RECORDS >>

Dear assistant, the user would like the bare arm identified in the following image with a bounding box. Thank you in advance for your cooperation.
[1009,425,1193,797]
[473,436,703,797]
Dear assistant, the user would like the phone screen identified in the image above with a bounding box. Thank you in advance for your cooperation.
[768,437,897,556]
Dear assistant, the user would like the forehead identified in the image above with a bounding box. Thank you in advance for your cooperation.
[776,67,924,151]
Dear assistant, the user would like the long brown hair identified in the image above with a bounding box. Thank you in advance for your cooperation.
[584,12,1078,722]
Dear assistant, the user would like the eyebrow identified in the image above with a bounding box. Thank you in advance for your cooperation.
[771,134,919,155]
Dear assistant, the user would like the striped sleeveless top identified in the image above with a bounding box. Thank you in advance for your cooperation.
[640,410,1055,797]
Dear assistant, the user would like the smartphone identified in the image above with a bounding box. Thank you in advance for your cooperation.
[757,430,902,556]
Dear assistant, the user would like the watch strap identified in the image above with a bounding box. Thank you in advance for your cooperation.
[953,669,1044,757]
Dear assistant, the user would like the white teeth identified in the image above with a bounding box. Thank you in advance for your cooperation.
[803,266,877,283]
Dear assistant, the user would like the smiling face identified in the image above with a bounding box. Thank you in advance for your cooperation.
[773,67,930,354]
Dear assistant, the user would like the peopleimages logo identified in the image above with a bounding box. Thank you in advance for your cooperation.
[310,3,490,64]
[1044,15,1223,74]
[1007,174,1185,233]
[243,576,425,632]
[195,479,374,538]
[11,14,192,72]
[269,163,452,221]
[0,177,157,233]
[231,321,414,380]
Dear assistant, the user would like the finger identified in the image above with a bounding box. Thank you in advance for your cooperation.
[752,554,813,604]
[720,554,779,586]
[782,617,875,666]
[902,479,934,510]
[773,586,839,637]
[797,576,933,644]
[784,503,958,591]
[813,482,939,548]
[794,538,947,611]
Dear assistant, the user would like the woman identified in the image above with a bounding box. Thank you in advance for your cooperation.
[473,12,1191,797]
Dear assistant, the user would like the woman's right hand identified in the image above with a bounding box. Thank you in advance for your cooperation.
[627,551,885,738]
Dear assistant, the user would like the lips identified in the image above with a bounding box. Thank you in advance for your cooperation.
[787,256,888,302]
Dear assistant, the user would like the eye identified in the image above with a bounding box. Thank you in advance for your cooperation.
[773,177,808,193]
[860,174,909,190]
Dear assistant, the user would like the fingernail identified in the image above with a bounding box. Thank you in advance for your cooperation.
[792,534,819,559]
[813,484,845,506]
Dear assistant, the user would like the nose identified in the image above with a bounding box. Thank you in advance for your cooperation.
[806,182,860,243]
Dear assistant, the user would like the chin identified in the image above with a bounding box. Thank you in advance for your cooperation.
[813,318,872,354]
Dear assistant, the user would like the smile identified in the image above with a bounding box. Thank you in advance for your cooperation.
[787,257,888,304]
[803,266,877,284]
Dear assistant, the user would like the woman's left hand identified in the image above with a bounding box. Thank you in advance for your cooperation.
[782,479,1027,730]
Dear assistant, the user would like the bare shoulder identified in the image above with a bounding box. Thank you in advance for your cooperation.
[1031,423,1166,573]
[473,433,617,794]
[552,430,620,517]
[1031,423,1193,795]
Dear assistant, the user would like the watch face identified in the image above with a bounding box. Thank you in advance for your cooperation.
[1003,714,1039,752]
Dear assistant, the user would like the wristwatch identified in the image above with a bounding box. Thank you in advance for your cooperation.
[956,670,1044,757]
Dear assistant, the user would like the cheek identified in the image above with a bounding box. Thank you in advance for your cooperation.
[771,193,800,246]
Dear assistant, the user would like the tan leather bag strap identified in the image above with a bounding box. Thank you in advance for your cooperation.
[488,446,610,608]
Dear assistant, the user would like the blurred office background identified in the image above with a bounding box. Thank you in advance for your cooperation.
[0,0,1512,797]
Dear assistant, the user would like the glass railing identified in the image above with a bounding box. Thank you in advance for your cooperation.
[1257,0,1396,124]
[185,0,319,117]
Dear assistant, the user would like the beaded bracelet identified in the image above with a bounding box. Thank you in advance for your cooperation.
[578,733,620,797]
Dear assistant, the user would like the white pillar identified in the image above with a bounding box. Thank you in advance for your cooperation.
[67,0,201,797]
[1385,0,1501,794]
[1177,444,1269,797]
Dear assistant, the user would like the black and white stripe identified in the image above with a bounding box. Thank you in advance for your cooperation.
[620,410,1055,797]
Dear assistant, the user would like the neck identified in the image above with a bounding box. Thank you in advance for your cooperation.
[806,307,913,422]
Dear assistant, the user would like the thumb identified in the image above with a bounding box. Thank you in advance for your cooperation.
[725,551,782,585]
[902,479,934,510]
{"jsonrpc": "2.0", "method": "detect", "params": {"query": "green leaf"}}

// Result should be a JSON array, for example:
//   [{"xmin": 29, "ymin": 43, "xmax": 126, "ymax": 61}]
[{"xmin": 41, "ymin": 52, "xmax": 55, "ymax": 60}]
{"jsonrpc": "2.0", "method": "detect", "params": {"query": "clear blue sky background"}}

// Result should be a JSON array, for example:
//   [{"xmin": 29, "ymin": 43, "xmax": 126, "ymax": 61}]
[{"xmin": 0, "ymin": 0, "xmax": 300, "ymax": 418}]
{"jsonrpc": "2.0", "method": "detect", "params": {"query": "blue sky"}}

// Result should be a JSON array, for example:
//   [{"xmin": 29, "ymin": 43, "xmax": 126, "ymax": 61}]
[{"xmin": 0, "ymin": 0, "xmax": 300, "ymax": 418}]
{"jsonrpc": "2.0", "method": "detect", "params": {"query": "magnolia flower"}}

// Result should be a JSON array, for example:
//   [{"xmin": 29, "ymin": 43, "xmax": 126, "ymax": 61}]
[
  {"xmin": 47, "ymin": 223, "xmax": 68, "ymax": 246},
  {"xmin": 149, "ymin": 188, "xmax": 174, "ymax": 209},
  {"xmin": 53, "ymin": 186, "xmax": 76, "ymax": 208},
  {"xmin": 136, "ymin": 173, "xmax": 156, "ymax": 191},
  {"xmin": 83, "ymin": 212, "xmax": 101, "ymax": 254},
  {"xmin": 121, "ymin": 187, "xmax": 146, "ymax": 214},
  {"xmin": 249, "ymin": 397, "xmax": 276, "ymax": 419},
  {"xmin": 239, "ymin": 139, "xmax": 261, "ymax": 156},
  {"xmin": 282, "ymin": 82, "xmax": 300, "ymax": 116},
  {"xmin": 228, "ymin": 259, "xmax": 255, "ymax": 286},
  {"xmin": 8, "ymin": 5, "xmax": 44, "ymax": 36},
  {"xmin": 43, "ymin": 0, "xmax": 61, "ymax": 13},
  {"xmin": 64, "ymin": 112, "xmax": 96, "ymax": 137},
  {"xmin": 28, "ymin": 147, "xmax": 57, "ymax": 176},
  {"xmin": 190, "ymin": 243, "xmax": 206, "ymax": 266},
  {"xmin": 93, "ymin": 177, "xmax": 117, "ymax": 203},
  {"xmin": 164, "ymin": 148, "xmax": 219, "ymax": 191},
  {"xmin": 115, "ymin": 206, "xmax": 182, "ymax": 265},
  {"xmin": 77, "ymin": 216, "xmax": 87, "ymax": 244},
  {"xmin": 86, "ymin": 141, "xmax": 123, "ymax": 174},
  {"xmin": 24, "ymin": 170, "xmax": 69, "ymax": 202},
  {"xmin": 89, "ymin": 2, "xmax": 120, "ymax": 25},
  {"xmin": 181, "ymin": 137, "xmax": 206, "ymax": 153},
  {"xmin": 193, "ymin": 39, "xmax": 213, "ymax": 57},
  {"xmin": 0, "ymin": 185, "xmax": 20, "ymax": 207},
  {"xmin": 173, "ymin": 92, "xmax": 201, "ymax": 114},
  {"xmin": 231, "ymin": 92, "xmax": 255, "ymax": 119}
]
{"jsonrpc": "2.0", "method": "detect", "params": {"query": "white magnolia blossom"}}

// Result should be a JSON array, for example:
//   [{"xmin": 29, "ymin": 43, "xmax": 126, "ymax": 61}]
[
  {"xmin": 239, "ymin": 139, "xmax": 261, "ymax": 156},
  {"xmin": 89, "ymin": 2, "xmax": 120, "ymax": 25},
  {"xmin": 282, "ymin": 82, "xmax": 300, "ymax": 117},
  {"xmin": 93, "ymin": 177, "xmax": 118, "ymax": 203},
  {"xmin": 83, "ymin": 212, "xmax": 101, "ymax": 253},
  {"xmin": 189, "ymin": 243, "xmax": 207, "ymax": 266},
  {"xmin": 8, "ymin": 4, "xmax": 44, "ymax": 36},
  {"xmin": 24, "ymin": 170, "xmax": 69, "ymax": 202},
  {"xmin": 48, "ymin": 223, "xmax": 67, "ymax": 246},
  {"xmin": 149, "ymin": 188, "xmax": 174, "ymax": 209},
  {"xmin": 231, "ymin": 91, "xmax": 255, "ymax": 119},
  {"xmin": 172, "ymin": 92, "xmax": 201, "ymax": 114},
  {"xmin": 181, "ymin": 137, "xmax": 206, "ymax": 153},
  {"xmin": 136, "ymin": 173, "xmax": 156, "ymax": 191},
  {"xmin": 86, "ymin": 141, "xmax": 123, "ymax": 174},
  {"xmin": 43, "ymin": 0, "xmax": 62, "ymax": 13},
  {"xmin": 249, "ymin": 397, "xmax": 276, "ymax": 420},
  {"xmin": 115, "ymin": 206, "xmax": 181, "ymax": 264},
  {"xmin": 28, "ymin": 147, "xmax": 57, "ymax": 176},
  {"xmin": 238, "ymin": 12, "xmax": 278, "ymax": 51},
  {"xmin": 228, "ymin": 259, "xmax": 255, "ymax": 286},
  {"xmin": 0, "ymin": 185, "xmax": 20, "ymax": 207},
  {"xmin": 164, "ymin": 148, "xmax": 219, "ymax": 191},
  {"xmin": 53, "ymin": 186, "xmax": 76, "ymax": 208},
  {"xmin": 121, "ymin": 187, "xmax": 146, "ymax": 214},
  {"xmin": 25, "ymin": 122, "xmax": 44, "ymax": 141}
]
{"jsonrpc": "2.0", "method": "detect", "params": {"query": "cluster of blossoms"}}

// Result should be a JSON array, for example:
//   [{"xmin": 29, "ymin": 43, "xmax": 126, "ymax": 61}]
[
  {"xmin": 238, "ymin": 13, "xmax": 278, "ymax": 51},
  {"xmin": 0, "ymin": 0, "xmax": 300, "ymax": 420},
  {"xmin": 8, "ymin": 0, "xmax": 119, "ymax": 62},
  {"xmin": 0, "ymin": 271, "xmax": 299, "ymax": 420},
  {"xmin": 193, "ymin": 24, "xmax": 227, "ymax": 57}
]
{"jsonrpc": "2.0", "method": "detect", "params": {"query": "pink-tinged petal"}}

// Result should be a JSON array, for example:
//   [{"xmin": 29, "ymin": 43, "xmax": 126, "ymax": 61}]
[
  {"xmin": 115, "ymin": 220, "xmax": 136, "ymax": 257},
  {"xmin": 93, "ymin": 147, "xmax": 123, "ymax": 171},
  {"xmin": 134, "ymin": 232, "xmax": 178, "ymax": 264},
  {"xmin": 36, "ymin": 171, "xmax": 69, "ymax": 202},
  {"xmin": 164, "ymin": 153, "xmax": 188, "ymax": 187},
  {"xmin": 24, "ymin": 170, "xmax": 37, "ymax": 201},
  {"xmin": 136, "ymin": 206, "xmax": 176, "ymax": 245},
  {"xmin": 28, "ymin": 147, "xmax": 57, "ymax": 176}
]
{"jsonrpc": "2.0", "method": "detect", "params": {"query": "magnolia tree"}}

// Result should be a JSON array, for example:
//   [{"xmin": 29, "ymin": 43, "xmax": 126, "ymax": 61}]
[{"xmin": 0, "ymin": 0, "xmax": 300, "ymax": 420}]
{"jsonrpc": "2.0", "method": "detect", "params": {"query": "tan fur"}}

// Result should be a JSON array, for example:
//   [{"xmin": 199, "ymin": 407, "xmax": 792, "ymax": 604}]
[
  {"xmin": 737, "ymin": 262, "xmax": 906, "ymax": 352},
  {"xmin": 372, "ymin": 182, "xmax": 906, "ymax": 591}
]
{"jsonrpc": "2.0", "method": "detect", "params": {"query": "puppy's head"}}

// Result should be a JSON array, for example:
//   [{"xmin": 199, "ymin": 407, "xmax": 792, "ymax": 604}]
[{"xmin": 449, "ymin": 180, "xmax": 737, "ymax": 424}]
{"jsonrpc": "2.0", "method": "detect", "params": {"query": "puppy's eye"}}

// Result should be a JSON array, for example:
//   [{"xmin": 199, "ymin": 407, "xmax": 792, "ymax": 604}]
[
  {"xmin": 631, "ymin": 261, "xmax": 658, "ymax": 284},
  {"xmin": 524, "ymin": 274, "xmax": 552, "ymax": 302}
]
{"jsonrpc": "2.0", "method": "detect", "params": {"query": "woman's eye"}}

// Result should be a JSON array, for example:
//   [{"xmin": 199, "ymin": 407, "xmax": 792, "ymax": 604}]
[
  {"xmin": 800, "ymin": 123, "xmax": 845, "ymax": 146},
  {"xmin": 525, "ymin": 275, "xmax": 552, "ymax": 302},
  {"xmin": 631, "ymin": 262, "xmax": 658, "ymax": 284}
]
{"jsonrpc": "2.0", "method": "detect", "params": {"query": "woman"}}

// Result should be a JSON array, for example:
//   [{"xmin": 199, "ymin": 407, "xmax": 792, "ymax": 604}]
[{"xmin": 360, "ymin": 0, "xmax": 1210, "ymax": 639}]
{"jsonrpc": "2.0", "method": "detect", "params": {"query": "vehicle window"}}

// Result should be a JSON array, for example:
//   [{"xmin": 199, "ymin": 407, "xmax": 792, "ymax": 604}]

REQUIREMENT >> Reproduce the lines above verbatim, from the line containing "Dear assistant, the user would like the smile" through the line containing "[185,0,319,117]", including both of those lines.

WORKED ANSWER >>
Dear assistant, the user would like the smile identified in the image above with a bounding box. Thank you in advance for your cooperation.
[787,257,888,304]
[803,266,877,284]
Dear assistant, the user would like the woman's left hand identified in the image above with a bounding box. Thank you in advance for your cooperation.
[782,479,1027,730]
Dear assistant, the user would like the bare shoulder identified in the image above with a bounding box. Thank you in advance for your cooperation.
[1031,423,1166,573]
[473,433,617,794]
[552,430,620,517]
[1031,423,1193,795]
Dear assistant, the user would like the watch face identified in the image above with a bounding box. Thank you in advance for your cooperation.
[1003,714,1039,752]
Dear assistant, the user would like the wristwatch identified in the image above with a bounding box. Thank you in advance for your cooperation.
[956,670,1044,757]
Dear assistant, the user would like the cheek identified in the image above with a bounding box. Thank you in advance for your cooperation.
[771,193,800,246]
Dear assistant, the user would like the tan leather bag strap identified in the image above with a bounding box. Thank you in advance for your cooperation.
[488,446,610,608]
Dear assistant, the user would like the blurred office background identified in the image above with a bounding box. Thank you in advance for your cooperation.
[0,0,1512,797]
Dear assistant, the user would like the glass railing identified in the image above with a bounding box. Thank you in advance for your cooperation.
[1257,0,1396,124]
[185,0,319,117]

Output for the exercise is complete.